**Your objective**
Reproduce the stretch of the records from the line containing "Q: In the image above, where is the stone building" through the line containing "[82,191,136,213]", substituting "handrail" for "railing" and leaving everything else unchanged. Omit the pictures from your answer.

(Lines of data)
# # # # # # #

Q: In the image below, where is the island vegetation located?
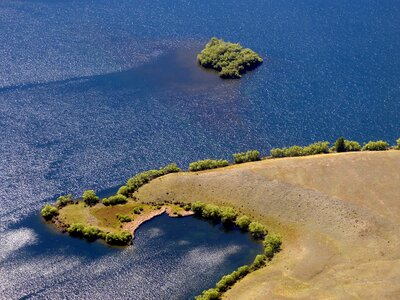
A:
[197,37,263,79]
[41,137,400,300]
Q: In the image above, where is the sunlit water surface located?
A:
[0,0,400,299]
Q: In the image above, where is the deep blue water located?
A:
[0,0,400,298]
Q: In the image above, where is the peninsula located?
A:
[197,37,263,79]
[42,138,400,300]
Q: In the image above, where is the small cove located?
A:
[12,210,262,299]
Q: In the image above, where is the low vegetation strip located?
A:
[197,37,263,79]
[191,201,282,300]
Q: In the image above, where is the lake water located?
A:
[0,0,400,298]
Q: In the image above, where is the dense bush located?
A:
[82,190,99,206]
[117,214,132,223]
[133,206,143,215]
[56,194,74,208]
[250,254,267,270]
[344,140,361,152]
[197,37,263,78]
[67,223,104,240]
[362,141,389,151]
[249,221,268,239]
[118,163,181,196]
[195,289,221,300]
[102,194,128,206]
[191,201,206,216]
[105,231,132,246]
[201,204,221,221]
[235,215,251,230]
[334,137,346,153]
[233,150,260,164]
[189,159,229,172]
[263,233,282,259]
[220,207,237,225]
[270,142,329,158]
[40,204,58,221]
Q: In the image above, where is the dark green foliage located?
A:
[197,37,263,78]
[192,201,206,216]
[235,215,251,230]
[133,206,143,215]
[263,233,282,259]
[82,190,99,206]
[344,140,361,152]
[362,141,389,151]
[335,137,346,152]
[117,185,129,196]
[189,159,229,172]
[195,289,221,300]
[102,194,128,206]
[250,254,267,270]
[249,222,268,239]
[56,194,74,208]
[40,204,58,221]
[201,204,221,221]
[233,150,260,164]
[105,231,132,246]
[117,214,132,223]
[271,142,329,158]
[220,207,237,225]
[67,223,104,241]
[123,163,181,196]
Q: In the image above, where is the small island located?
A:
[197,37,263,79]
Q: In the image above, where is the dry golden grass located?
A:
[136,151,400,299]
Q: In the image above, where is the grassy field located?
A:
[135,151,400,299]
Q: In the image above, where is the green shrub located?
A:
[40,204,58,221]
[161,163,182,175]
[344,140,361,152]
[249,222,268,239]
[197,37,263,79]
[195,289,221,300]
[270,142,329,158]
[201,204,221,221]
[303,142,329,155]
[220,207,237,225]
[362,141,389,151]
[105,231,132,246]
[191,201,206,216]
[82,190,99,206]
[133,206,143,215]
[189,159,229,172]
[117,214,132,223]
[235,215,251,230]
[123,163,181,196]
[250,254,267,270]
[117,185,129,196]
[56,194,74,208]
[263,233,282,259]
[334,137,346,153]
[102,194,128,206]
[233,150,260,164]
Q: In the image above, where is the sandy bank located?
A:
[135,151,400,299]
[122,206,193,237]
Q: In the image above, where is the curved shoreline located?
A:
[122,206,194,239]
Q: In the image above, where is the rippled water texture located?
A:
[0,0,400,298]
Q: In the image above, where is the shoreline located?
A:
[122,206,194,239]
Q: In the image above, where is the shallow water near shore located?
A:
[0,0,400,299]
[6,214,263,299]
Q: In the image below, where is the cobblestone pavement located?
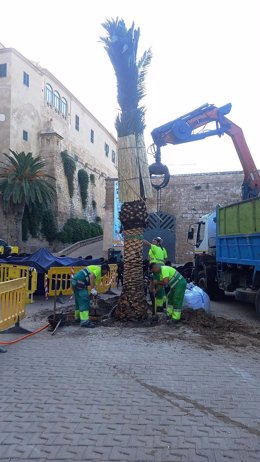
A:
[0,304,260,462]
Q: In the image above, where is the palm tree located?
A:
[101,18,152,319]
[0,149,55,247]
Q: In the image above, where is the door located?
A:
[144,212,176,263]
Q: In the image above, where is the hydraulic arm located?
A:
[152,103,260,200]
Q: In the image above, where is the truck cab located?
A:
[188,211,223,299]
[194,212,216,255]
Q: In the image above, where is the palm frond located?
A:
[100,18,152,136]
[0,150,55,208]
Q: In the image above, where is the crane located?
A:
[150,103,260,200]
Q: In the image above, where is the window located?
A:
[0,64,7,77]
[23,130,28,141]
[105,143,109,157]
[23,72,30,87]
[45,83,53,106]
[75,115,79,132]
[53,91,60,112]
[61,98,68,119]
[196,221,206,247]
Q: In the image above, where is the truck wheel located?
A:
[255,289,260,319]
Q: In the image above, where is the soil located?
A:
[27,296,260,350]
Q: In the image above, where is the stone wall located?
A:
[104,172,243,263]
[0,49,117,251]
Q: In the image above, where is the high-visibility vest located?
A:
[87,265,101,284]
[160,266,177,281]
[149,244,165,265]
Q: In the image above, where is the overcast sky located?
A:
[0,0,260,173]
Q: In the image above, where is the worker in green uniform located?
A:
[72,263,109,328]
[150,263,187,322]
[143,237,168,265]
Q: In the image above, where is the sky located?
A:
[0,0,260,174]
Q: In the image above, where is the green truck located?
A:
[191,197,260,317]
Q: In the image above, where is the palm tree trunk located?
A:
[15,203,25,250]
[116,201,148,320]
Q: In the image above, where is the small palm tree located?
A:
[101,18,152,319]
[0,149,55,247]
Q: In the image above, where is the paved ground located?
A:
[0,296,260,462]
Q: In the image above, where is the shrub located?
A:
[78,168,89,208]
[41,210,57,242]
[61,151,76,197]
[22,204,57,242]
[58,218,103,244]
[89,173,96,186]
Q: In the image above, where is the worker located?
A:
[150,263,187,322]
[143,237,168,265]
[72,263,109,328]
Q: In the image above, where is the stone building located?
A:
[103,172,244,263]
[0,45,117,247]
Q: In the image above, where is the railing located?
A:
[0,278,27,331]
[47,265,117,297]
[0,263,37,303]
[57,236,103,256]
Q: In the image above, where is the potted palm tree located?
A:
[101,18,152,320]
[0,149,55,248]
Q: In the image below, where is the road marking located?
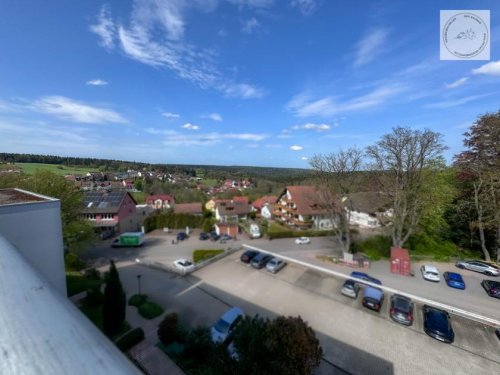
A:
[243,244,500,327]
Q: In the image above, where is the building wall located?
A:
[0,198,66,295]
[118,194,139,233]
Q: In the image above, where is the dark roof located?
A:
[82,191,136,213]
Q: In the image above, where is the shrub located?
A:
[193,249,224,263]
[64,252,85,271]
[85,286,104,307]
[115,327,144,352]
[137,301,164,319]
[351,235,392,260]
[158,313,180,345]
[128,294,148,307]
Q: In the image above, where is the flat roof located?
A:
[0,188,53,206]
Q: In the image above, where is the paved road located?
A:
[115,252,500,375]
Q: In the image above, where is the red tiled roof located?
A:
[174,202,203,215]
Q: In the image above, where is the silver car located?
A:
[266,258,286,273]
[455,260,500,276]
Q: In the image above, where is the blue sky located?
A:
[0,0,500,168]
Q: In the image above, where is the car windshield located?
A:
[214,319,229,333]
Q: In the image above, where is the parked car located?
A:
[455,260,500,276]
[266,258,286,273]
[295,237,311,245]
[422,305,455,344]
[443,272,465,289]
[389,294,413,326]
[362,286,384,312]
[420,264,440,282]
[351,271,382,285]
[240,250,260,263]
[210,307,243,343]
[174,259,195,272]
[340,279,361,299]
[250,253,272,269]
[199,232,210,241]
[177,232,188,241]
[481,280,500,298]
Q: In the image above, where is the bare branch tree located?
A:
[366,127,445,247]
[309,147,363,252]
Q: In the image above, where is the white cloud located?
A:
[89,5,116,49]
[292,122,331,132]
[354,28,389,66]
[161,112,181,118]
[182,122,200,130]
[31,96,127,124]
[86,79,108,86]
[286,84,405,117]
[241,17,260,34]
[472,60,500,76]
[91,0,264,99]
[202,112,222,121]
[424,93,495,109]
[292,0,317,16]
[445,77,469,89]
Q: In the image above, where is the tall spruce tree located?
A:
[102,260,126,335]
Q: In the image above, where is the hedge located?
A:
[144,212,205,232]
[115,327,144,352]
[193,249,224,263]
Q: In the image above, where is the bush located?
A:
[128,294,148,307]
[115,327,144,352]
[64,252,85,271]
[193,249,224,263]
[158,313,181,345]
[137,301,164,319]
[351,234,392,260]
[85,286,104,307]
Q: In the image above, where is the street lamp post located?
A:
[137,275,141,295]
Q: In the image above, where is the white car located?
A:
[174,259,195,272]
[295,237,311,245]
[420,264,440,282]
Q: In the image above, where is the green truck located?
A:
[111,232,146,247]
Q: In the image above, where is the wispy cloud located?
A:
[161,112,181,118]
[354,28,389,66]
[292,122,331,132]
[31,96,127,124]
[182,122,200,130]
[241,17,260,34]
[445,77,469,89]
[287,84,406,117]
[90,0,264,99]
[424,93,495,109]
[201,112,222,121]
[86,79,108,86]
[292,0,318,16]
[472,61,500,76]
[89,5,116,49]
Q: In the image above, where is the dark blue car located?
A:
[351,271,382,285]
[443,272,465,289]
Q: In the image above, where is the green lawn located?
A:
[15,163,95,176]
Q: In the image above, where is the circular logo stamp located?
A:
[443,12,489,59]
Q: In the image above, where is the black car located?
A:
[240,250,260,263]
[389,294,413,326]
[422,305,455,344]
[250,253,273,269]
[481,280,500,298]
[199,232,210,241]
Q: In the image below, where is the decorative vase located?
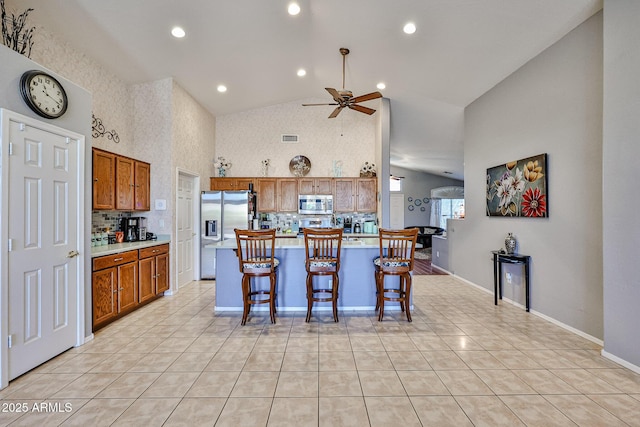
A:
[504,233,517,254]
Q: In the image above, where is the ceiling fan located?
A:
[302,47,382,119]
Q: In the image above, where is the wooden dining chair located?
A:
[303,228,342,322]
[234,228,280,325]
[373,228,418,322]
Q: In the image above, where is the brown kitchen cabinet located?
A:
[355,178,378,212]
[116,156,136,211]
[209,177,256,191]
[91,251,138,330]
[134,160,151,211]
[138,244,169,303]
[93,148,151,211]
[278,178,298,212]
[257,178,278,212]
[333,178,378,212]
[333,178,356,212]
[92,149,116,210]
[298,178,333,194]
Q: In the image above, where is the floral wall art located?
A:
[487,153,549,218]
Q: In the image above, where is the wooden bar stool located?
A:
[303,228,342,322]
[373,228,418,322]
[234,228,280,325]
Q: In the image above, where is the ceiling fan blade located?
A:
[329,106,344,119]
[350,92,382,103]
[325,87,343,105]
[347,104,376,115]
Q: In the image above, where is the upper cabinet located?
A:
[209,178,252,191]
[298,178,333,194]
[257,178,277,213]
[93,149,116,210]
[277,178,299,212]
[93,148,151,211]
[333,178,378,213]
[133,160,151,211]
[356,178,378,212]
[210,177,378,213]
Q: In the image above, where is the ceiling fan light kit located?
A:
[302,47,382,119]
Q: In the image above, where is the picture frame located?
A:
[486,153,549,218]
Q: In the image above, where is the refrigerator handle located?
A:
[205,219,218,237]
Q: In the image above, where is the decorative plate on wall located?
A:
[289,156,311,176]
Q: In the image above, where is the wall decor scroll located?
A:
[91,113,120,144]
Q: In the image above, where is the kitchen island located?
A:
[215,235,412,311]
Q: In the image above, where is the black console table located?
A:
[491,251,531,311]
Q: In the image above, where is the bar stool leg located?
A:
[331,272,340,322]
[377,272,384,322]
[269,272,276,323]
[403,273,411,322]
[241,275,251,325]
[305,273,313,323]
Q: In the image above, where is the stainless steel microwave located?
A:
[298,195,333,215]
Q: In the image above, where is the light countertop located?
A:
[91,236,170,258]
[212,234,380,249]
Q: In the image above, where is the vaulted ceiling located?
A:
[14,0,602,179]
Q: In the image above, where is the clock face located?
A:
[20,70,68,119]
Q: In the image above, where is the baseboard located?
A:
[600,349,640,374]
[431,263,454,276]
[454,275,604,346]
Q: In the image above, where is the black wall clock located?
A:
[20,70,69,119]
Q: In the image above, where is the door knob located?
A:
[67,251,80,258]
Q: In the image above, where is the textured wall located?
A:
[211,99,379,177]
[458,13,603,339]
[29,22,134,156]
[602,0,640,372]
[172,82,216,190]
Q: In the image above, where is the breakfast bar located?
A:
[215,236,390,311]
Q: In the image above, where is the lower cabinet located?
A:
[91,244,169,331]
[139,245,169,302]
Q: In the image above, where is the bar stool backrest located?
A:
[378,228,419,272]
[303,228,342,271]
[234,228,276,274]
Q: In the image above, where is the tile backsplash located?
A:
[91,211,132,232]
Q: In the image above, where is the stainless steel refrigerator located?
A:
[200,191,252,279]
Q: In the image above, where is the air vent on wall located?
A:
[280,135,299,144]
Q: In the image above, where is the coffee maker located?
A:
[342,216,353,233]
[120,216,147,242]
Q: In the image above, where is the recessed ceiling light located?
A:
[287,3,300,15]
[402,22,416,34]
[171,27,186,39]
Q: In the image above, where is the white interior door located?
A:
[389,193,404,230]
[176,172,196,287]
[3,120,82,379]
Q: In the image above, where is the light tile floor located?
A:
[0,276,640,427]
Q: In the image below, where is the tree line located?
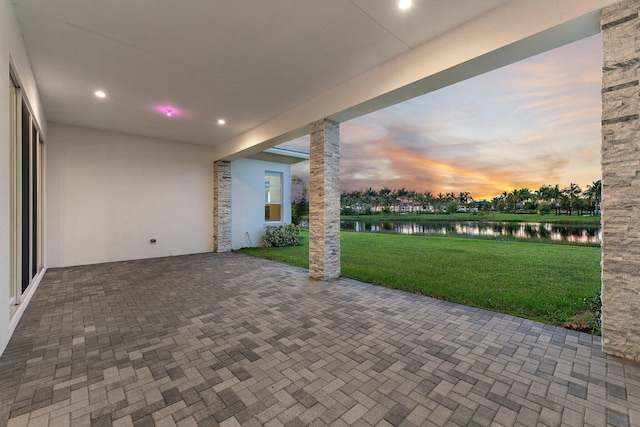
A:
[340,180,602,215]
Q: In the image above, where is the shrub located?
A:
[264,224,300,248]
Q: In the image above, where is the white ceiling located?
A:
[14,0,507,145]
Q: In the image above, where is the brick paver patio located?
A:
[0,254,640,427]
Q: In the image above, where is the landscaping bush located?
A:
[264,224,301,248]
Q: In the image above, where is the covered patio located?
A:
[0,253,640,427]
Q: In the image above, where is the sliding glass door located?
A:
[9,73,43,305]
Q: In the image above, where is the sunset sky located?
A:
[283,34,601,200]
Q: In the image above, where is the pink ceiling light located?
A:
[154,104,182,117]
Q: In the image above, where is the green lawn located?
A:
[237,230,601,326]
[342,213,600,227]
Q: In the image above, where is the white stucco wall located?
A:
[46,124,213,267]
[0,0,47,354]
[231,159,291,249]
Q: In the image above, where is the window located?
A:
[264,171,282,221]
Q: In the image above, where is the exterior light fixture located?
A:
[398,0,411,10]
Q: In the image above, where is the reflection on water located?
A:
[340,220,602,243]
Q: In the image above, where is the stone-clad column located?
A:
[601,0,640,361]
[213,160,231,252]
[309,119,340,280]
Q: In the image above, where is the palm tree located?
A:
[562,182,582,215]
[584,179,602,215]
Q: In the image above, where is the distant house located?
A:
[231,148,309,249]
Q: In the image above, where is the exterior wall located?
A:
[213,160,231,252]
[0,0,47,354]
[602,0,640,361]
[231,159,291,249]
[46,124,213,267]
[309,119,340,280]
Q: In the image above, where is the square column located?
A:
[309,119,340,280]
[601,0,640,361]
[213,160,231,252]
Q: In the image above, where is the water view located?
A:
[340,220,602,244]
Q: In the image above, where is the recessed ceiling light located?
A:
[398,0,411,10]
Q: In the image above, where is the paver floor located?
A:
[0,254,640,427]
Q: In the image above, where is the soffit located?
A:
[14,0,505,145]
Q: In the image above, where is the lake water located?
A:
[340,220,602,243]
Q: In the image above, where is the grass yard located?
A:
[237,230,601,332]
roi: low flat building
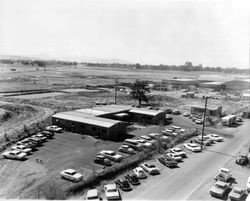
[129,108,166,124]
[221,115,236,126]
[52,111,127,139]
[190,106,222,117]
[199,82,226,91]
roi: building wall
[52,117,127,139]
[190,107,222,117]
[131,112,166,124]
[225,80,250,90]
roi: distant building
[129,108,166,124]
[190,106,222,117]
[52,111,127,139]
[221,115,236,126]
[199,82,226,91]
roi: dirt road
[123,120,250,200]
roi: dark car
[158,156,178,167]
[124,173,141,185]
[94,155,112,166]
[29,136,42,146]
[235,156,249,165]
[41,131,54,139]
[17,138,37,150]
[115,178,132,191]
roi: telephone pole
[115,78,118,104]
[201,96,208,149]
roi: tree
[131,80,150,106]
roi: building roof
[129,108,163,116]
[201,82,225,85]
[52,111,121,128]
[190,105,221,110]
[76,105,131,116]
[197,74,249,82]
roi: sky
[0,0,250,68]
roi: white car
[183,143,201,152]
[45,125,62,133]
[140,135,152,140]
[61,169,83,182]
[104,184,120,200]
[148,133,161,139]
[207,134,224,142]
[86,189,101,201]
[246,177,250,192]
[119,144,136,154]
[133,167,147,179]
[166,153,182,162]
[100,150,123,162]
[214,168,233,182]
[11,145,32,154]
[2,150,27,160]
[169,147,187,158]
[141,163,160,175]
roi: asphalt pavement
[123,120,250,200]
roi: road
[123,120,250,200]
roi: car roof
[64,169,76,173]
[87,189,98,197]
[105,184,116,189]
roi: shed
[52,111,127,139]
[129,108,166,124]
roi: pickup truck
[214,168,232,182]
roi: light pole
[201,96,208,149]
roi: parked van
[123,139,144,151]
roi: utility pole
[115,78,118,104]
[201,96,208,149]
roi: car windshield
[108,188,116,193]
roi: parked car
[140,135,152,141]
[195,119,203,124]
[173,110,181,115]
[182,112,190,117]
[214,168,232,182]
[166,153,182,162]
[141,163,160,175]
[165,114,173,121]
[2,150,27,160]
[124,173,141,185]
[94,154,112,166]
[61,169,83,182]
[11,145,32,154]
[86,189,101,201]
[41,130,54,139]
[183,143,201,152]
[45,125,62,133]
[235,116,243,122]
[133,167,147,179]
[235,155,249,165]
[32,133,48,142]
[246,177,250,194]
[119,144,136,154]
[148,133,161,139]
[158,156,178,168]
[165,108,173,114]
[104,184,120,200]
[100,150,123,162]
[210,181,230,198]
[228,187,245,201]
[115,178,132,191]
[207,134,224,142]
[17,138,37,150]
[169,147,187,158]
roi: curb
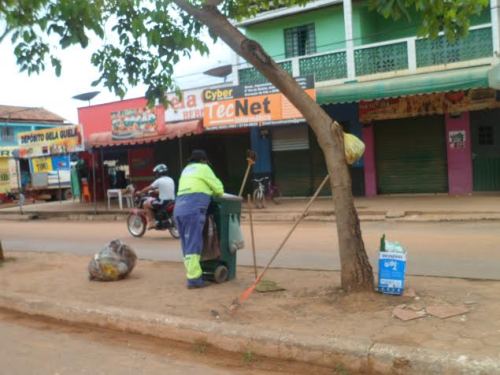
[0,292,500,375]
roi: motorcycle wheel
[127,214,147,237]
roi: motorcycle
[127,195,180,239]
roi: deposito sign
[17,125,84,158]
[202,76,316,130]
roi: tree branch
[205,0,224,7]
[0,26,12,43]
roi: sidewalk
[0,193,500,221]
[0,253,500,375]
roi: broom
[229,175,329,311]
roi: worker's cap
[189,150,208,162]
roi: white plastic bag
[344,133,365,164]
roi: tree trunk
[173,0,373,292]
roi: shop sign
[165,89,203,123]
[359,89,499,123]
[203,76,316,129]
[448,130,465,150]
[0,147,17,159]
[18,125,84,158]
[31,157,52,173]
[111,107,159,140]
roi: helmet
[153,164,168,177]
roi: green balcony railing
[416,27,493,68]
[238,61,292,85]
[354,42,408,76]
[299,52,347,82]
[239,24,493,85]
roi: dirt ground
[0,253,500,358]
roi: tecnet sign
[202,77,316,129]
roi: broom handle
[246,194,257,280]
[238,161,252,197]
[254,175,329,285]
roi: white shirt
[151,176,175,201]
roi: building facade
[234,0,500,196]
[0,105,66,199]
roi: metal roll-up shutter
[375,116,448,194]
[272,125,311,196]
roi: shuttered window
[375,116,448,194]
[285,23,316,58]
[272,126,309,151]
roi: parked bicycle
[252,177,281,208]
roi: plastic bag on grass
[344,133,365,164]
[88,240,137,281]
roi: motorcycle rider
[137,164,175,229]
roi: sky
[0,32,232,123]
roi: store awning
[87,120,203,148]
[316,65,491,104]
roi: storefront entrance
[375,116,448,194]
[471,109,500,191]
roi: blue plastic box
[378,251,406,295]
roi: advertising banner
[31,157,53,173]
[165,89,203,123]
[111,107,159,140]
[359,89,499,123]
[18,125,84,158]
[203,76,316,130]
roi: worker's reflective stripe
[184,254,202,280]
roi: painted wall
[353,2,491,46]
[446,112,472,194]
[363,125,377,197]
[245,6,345,60]
[78,98,165,139]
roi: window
[0,126,14,142]
[478,126,494,146]
[285,23,316,58]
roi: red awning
[87,120,203,148]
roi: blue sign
[378,251,406,295]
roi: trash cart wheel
[214,264,229,284]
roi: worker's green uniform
[174,163,224,287]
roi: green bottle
[380,233,385,251]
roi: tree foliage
[0,0,488,100]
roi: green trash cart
[201,194,242,283]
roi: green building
[233,0,500,196]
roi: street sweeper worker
[174,150,224,289]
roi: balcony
[238,24,493,85]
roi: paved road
[0,221,500,279]
[0,312,290,375]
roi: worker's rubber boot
[187,277,207,289]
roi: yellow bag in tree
[344,133,365,164]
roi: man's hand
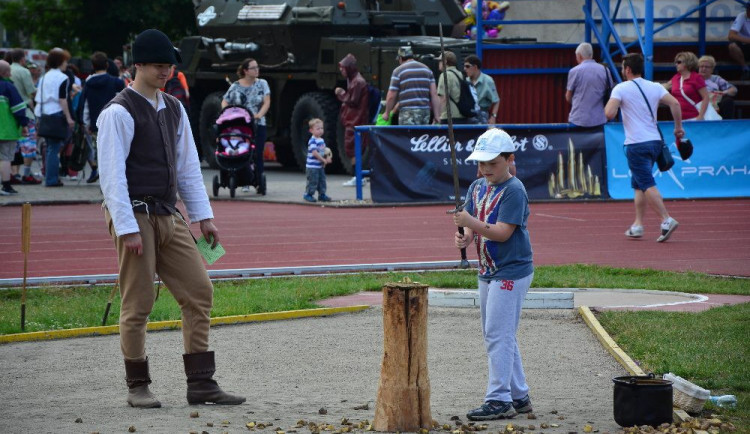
[453,210,474,228]
[456,231,474,249]
[199,219,219,249]
[120,232,143,256]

# # # # # # #

**Answer to the exercise**
Q: In the image above, where is the stone building located?
A:
[103,172,244,263]
[0,45,117,247]
Q: In the image above, where is the handrail located?
A:
[0,278,27,331]
[47,265,117,297]
[0,263,37,303]
[57,236,103,256]
Q: In the image above, where is the potted palm tree located?
A:
[101,18,152,320]
[0,149,55,248]
Q: In the image below, where is the road marking located?
A:
[243,244,500,327]
Q: In the image above, where is the building wall located?
A:
[0,198,66,295]
[118,194,139,233]
Q: In the image above, where is the dark roof located?
A:
[82,191,136,213]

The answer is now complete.